(A run of records)

— Begin —

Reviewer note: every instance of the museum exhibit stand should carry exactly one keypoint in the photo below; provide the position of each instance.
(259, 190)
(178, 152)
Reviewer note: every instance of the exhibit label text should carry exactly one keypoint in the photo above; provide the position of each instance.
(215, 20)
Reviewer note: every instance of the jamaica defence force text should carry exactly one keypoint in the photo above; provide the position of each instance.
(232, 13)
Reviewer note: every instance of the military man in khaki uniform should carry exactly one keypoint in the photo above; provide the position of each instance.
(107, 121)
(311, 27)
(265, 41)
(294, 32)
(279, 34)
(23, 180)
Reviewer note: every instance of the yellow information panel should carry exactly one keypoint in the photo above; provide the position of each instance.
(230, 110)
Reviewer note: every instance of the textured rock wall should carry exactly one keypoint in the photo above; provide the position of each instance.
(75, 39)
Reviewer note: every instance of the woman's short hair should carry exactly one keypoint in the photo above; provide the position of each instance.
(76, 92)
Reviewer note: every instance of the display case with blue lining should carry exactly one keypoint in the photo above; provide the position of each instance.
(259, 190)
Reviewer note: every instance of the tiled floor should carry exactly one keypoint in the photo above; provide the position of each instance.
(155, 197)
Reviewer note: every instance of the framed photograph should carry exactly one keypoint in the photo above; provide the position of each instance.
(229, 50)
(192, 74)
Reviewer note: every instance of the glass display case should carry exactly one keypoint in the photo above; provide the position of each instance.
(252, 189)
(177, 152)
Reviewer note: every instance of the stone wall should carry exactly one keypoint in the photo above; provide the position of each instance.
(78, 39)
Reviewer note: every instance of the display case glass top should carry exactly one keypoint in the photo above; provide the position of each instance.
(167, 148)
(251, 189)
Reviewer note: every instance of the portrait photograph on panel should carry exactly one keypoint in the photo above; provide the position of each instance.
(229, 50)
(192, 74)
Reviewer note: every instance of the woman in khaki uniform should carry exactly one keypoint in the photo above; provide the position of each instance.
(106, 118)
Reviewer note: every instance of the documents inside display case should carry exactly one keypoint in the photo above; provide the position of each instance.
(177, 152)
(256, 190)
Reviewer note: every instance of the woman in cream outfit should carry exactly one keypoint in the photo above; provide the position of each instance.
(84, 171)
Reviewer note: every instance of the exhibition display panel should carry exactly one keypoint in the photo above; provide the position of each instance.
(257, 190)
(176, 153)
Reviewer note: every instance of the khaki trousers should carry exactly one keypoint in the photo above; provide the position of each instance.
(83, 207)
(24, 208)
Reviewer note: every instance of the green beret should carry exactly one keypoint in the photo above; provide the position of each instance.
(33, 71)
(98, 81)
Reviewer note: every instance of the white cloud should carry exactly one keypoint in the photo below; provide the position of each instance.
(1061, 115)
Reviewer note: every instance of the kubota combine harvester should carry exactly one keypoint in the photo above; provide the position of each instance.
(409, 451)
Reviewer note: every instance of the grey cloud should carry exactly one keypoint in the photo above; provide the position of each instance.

— End —

Can you pull out each of the lines above and reproduce them all word for word?

Reviewer note: every instance of the museum exhibit stand should carry exactly one keypoint in the photo below; provide the position of each instance.
(259, 190)
(178, 152)
Reviewer note: every instance of the exhibit label text should carry exactly one keypoint in the photo above; provide the position of each instance.
(215, 20)
Reviewer note: every instance of the jamaica defence force text should carry exactly one keypoint in the photo above; provide the position of each instance.
(232, 13)
Reviewer note: every instance of the military man in khaki uniform should carry exactly one keypoint in the photo above; provide the position of each instance.
(107, 121)
(311, 27)
(265, 41)
(294, 32)
(279, 34)
(23, 180)
Reviewer note: every instance of the yellow information panel should carry exactly one keypoint in the photo above; provide the position of each instance.
(230, 110)
Reviewer note: every instance of the textured rock wall should carry exactly one keypoint in the photo above; provide the position of each instance.
(75, 39)
Reviewer note: every instance of the woman's short hair should carry exactly one keypoint in the photo above; provide the position of each instance.
(76, 92)
Reviewer note: every instance of the display case with blue lining should carry exactly one keypoint in the photo above; provide the position of each instance.
(259, 190)
Reviewer note: every instance of the tiled floor should carry exactly one keypoint in the photo above; provide the position of each instance.
(155, 197)
Reviewer note: every instance of the framed photograph should carry exactly one keypoint in the photo above; provide the position of each instance.
(229, 50)
(192, 74)
Reviewer note: every instance of the glass display case should carry exactly one keypoint in the photo above; provide the position of each instance.
(252, 189)
(177, 152)
Reviewer note: every instance of the stone wall should carry exactly one keypoint in the photo above; provide the position of each instance.
(78, 39)
Reviewer note: every instance of the display case glass top should carry exactly one keypoint in the photo above; provide the position of each instance.
(167, 148)
(251, 189)
Reviewer note: every instance of the portrait photograph on panel should carry exactly one keypoint in the photo above; provide the position of each instance.
(229, 50)
(192, 74)
Reviewer note: every instance of the woman in khaki uniform should carry exactly one keypoint in the photo above; provide the position of each instance.
(106, 118)
Reviewer note: every instance of the documents inside display case should carry exactly one keypoint in the photo above; provide the position of each instance.
(177, 152)
(256, 190)
Reviewer note: every instance of the woman in cream outfit should carry exactly one keypoint in the photo above; provide the position of each instance.
(84, 171)
Reviewer note: every instance of the exhibition display panel should carry exactly one keypoint in the photo above; provide the position of each instance.
(257, 190)
(176, 153)
Reviewer note: every instance of the khaki trousers should carry exactly one keypoint in the photo above; provide the position of each instance.
(83, 207)
(24, 208)
Reviewer note: every instance of the green beret should carry exactly one keypoint in the photo above; provide the position of each instance.
(33, 71)
(98, 81)
Reviewer note: every instance of the white cloud should carry exactly one keypoint in the photo below; provide the position of each instance.
(1061, 115)
Reviewer note: every instance of the kubota combine harvester should carry exactly one keypoint in the photo above; provide the position of each instance.
(409, 451)
Reviewer note: every instance of the grey cloud should carry exactly one keypoint in the photo above; provide the position of each instance.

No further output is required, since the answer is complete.